● **Consigne**
D'après l'extrait sur Prométhée enchaîné, par quel moyen Prométhée a-t-il placé l'homme au rang des dieux ? Répondez en une phrase, s'il vous plaît.

● **Extrait à lire**
• • •
Le travail de l’acteur dans cette forme que l’on pourrait dire « précaire » magnifie le texte du tragique grec. La traduction de la tragédie Prométhée Enchaîné est d’une beauté implacable, Olivier Py semble avoir retrouvé quelque chose d’un pneuma essentiel. Il s’approche d’une langue fluide et intense, en même temps que très resserrée. L’immédiateté, l’urgence de la parole, la nécessité de libérer la parole proscrite est rendue par des mots puissants et orageux. Le vers grec est rendu à son instinct de profération et les comédiens font émaner de leurs corps et leurs voix, quelque chose du tragique de nos existences, de nos secrètes incommunicabilités. Ils libèrent une parole insatiable, ils nous font entendre un tableau synoptique de notre modernité la plus criante : Prométhée accuse le pouvoir, il est le dissident, le banni, et sa dissidence qui pourvut l’homme en feu, naissance de tous les arts et maître de toutes les circonstances, fit naître la révolte, plaça l’homme au rang des dieux, non pas par la conquête mais par l’amour.
• • •
● **Liste fournie**
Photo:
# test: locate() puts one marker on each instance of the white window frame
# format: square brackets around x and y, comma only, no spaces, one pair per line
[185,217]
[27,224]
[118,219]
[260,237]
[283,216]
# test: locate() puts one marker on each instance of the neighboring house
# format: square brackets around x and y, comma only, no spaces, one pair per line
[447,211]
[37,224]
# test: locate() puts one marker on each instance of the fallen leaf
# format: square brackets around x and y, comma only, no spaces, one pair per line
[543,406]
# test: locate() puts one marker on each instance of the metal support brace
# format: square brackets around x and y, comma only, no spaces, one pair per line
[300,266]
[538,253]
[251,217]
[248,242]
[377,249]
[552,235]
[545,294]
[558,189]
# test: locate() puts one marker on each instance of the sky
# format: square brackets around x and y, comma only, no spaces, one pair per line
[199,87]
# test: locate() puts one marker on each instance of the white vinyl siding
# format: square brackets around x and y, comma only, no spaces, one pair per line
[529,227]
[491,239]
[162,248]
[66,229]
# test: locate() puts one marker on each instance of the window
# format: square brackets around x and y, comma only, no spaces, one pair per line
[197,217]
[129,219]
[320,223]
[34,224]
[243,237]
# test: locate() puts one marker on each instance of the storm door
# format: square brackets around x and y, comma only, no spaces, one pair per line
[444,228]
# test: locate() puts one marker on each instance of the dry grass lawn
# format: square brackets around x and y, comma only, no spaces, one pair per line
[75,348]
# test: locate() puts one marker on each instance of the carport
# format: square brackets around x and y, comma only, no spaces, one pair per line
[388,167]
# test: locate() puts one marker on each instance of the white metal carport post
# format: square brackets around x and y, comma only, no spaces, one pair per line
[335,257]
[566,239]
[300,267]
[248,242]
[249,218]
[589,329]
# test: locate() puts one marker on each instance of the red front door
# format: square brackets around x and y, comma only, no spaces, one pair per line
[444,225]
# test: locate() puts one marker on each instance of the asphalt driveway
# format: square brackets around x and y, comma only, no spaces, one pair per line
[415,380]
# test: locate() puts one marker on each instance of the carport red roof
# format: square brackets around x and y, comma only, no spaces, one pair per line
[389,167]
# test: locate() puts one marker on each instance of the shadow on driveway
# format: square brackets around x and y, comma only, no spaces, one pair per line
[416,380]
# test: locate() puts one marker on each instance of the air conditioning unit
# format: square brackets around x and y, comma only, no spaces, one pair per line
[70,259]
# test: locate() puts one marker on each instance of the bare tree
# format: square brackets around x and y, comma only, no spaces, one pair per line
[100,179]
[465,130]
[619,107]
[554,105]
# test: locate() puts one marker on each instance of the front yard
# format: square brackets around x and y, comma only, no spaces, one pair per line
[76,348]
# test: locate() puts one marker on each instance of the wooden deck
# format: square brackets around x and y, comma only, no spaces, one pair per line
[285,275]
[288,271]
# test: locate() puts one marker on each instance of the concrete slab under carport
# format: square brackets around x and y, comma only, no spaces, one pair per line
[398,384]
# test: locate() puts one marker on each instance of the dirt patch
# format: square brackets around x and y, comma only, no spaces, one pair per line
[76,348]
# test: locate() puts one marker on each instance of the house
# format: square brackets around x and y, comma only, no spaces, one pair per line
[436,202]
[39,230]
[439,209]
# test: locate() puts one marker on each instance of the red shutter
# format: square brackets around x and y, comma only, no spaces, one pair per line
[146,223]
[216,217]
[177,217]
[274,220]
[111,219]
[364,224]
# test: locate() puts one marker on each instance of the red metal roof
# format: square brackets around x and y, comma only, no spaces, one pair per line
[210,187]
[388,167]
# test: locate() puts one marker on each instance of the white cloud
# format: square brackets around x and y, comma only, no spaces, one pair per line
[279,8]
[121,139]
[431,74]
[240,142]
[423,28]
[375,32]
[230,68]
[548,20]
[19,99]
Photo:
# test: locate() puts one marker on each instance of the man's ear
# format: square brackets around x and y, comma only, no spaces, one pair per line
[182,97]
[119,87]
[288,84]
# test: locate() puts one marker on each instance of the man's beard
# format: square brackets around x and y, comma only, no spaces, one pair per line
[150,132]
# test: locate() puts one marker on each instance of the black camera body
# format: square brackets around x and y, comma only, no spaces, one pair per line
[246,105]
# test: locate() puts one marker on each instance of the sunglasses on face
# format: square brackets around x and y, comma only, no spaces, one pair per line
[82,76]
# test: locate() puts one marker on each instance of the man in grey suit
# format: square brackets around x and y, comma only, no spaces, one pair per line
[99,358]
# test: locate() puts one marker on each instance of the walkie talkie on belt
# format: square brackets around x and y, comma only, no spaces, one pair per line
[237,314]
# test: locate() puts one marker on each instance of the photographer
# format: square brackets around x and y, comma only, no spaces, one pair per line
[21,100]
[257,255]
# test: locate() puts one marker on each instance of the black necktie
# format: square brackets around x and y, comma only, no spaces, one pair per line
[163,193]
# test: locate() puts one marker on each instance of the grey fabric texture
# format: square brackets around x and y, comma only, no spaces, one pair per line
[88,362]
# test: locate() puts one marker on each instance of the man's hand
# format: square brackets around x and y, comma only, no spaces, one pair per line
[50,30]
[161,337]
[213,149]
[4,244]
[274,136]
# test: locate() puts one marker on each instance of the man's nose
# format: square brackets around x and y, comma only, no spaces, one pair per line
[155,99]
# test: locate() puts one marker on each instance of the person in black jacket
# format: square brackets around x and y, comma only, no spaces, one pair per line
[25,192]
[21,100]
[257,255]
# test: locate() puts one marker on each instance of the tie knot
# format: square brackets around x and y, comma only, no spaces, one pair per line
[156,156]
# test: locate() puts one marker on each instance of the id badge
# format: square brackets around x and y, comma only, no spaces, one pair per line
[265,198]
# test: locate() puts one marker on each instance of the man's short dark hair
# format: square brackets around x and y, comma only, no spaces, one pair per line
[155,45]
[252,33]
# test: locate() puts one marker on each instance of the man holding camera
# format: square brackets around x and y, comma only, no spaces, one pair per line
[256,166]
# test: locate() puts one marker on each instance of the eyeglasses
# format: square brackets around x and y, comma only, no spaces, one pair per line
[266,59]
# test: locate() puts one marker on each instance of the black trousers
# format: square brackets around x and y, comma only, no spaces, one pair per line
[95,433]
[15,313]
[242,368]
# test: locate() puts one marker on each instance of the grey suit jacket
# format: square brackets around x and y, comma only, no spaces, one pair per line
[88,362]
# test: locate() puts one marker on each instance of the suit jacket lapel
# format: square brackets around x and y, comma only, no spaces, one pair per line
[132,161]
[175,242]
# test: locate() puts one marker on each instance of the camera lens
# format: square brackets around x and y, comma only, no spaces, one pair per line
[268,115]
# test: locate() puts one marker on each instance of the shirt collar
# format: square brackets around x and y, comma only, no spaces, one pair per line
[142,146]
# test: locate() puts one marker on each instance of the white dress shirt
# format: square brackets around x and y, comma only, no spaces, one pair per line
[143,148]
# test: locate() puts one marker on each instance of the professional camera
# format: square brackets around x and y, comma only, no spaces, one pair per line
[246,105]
• • •
● **Corrigé**
Il l'a placé au rang des dieux par l'amour, et non par la conquête.